=== Begin Enclosure ===
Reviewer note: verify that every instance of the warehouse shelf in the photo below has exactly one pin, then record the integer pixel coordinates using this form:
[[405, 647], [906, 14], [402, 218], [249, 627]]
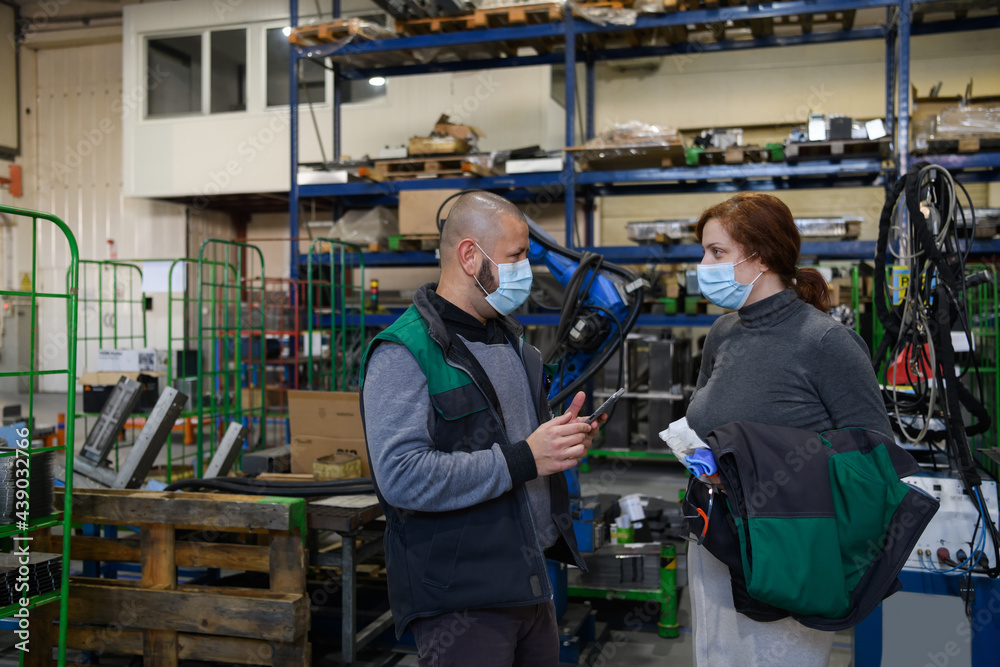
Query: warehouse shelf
[[726, 178], [534, 319], [513, 182], [668, 254], [375, 57]]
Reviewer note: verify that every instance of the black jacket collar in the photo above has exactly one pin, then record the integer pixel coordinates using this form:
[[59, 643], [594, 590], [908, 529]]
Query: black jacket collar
[[445, 319]]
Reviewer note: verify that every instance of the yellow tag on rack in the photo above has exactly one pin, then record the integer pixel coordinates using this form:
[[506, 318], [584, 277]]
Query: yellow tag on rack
[[900, 280]]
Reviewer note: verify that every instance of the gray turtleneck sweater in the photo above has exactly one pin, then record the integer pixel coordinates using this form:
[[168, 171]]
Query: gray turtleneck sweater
[[780, 361]]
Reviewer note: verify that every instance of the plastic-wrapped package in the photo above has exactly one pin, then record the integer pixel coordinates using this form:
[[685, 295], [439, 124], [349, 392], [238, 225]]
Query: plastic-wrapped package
[[649, 6], [357, 30], [492, 4], [634, 133], [975, 120], [361, 226], [605, 15]]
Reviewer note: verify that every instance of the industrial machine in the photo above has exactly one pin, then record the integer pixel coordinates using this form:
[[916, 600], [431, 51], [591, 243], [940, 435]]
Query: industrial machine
[[599, 307], [929, 363]]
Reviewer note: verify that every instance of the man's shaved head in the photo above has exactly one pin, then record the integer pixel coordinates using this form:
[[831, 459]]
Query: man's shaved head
[[482, 232], [477, 215]]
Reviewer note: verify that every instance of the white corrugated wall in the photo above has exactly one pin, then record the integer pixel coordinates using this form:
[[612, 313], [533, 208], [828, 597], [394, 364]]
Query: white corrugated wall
[[72, 116]]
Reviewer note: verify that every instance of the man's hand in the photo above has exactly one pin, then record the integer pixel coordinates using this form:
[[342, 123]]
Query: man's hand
[[588, 440], [559, 443]]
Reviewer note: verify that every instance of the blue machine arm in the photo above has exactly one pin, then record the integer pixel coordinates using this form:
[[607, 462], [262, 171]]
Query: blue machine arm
[[601, 305]]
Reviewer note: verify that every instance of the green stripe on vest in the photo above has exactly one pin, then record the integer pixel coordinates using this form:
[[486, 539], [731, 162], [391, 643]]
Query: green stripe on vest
[[411, 331]]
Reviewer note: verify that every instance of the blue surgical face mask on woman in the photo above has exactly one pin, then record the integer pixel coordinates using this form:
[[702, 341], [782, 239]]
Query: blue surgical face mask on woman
[[717, 283], [514, 285]]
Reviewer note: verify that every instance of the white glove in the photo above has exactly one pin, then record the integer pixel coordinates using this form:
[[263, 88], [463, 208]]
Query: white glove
[[681, 439]]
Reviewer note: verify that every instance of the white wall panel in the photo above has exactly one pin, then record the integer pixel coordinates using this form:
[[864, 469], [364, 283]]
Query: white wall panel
[[249, 151], [77, 175]]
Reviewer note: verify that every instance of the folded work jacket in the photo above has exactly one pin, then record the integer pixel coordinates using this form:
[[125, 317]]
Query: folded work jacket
[[812, 525]]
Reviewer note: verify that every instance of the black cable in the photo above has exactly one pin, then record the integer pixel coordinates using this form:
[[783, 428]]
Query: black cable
[[266, 489]]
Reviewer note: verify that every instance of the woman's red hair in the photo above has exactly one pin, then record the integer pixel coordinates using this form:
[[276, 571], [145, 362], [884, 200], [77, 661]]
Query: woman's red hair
[[762, 224]]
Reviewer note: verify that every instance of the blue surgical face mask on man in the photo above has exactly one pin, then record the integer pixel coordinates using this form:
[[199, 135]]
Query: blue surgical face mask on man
[[514, 285], [717, 283]]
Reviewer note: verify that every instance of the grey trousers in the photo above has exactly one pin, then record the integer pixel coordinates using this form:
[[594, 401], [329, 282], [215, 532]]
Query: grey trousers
[[500, 637], [724, 637]]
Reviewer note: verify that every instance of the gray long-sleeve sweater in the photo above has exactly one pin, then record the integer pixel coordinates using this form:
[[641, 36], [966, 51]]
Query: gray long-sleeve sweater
[[780, 361], [412, 473]]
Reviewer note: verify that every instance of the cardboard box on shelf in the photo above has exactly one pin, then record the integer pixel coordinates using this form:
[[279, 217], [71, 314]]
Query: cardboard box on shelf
[[129, 361], [307, 448], [418, 208], [322, 423], [97, 388]]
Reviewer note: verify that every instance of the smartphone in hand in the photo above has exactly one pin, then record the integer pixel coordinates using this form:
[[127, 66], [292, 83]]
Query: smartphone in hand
[[606, 406]]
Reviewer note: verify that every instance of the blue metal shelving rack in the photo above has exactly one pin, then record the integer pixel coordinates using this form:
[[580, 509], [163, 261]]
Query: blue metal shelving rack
[[896, 33]]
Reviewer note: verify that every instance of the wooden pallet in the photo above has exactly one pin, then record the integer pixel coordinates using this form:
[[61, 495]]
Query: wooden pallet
[[495, 17], [168, 621], [837, 150], [629, 157], [432, 167], [414, 242], [323, 33], [734, 155], [492, 17]]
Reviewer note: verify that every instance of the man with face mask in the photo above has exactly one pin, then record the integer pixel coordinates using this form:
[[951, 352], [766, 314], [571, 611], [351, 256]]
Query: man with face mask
[[466, 458]]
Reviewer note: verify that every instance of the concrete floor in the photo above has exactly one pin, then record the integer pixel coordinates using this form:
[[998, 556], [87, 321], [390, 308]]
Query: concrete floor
[[625, 648]]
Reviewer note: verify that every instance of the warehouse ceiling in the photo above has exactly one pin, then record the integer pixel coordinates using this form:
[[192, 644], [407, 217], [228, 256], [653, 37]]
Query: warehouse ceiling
[[53, 15]]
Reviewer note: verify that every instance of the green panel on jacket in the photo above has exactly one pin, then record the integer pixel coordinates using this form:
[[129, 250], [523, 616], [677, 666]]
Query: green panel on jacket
[[863, 518], [789, 557], [411, 331]]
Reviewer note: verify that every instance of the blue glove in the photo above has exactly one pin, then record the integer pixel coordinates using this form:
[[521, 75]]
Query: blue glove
[[701, 462]]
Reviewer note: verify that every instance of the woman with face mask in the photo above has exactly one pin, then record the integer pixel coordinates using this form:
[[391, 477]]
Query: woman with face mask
[[779, 359]]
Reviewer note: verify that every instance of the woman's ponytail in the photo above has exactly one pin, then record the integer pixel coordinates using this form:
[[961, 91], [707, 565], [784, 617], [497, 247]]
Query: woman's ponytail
[[811, 287]]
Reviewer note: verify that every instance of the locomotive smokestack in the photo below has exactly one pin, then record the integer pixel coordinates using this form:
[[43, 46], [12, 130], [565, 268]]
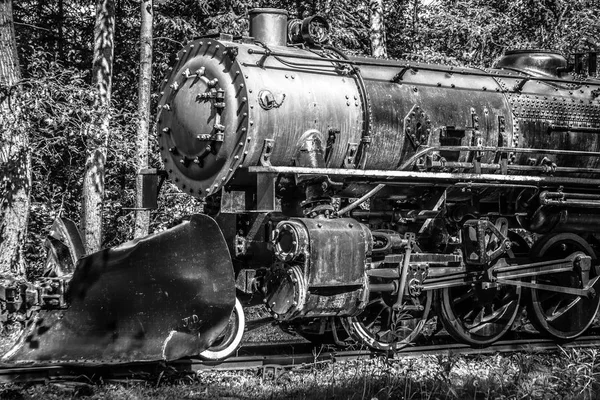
=== End Enclosure ===
# WHAT IS REQUIRED:
Wherever "below" occurs in the records above, copy the line it sits in.

# TASK OUTPUT:
Reviewer note: verify that every instance of the warehouse shelf in the photo below has exactly one pin, then record the integer pixel coordinates using this form:
Reviewer note: verify that every instance of the locomotive smokestack in the photo below has exactly one pin, then record the integer pixel coordinates using this form:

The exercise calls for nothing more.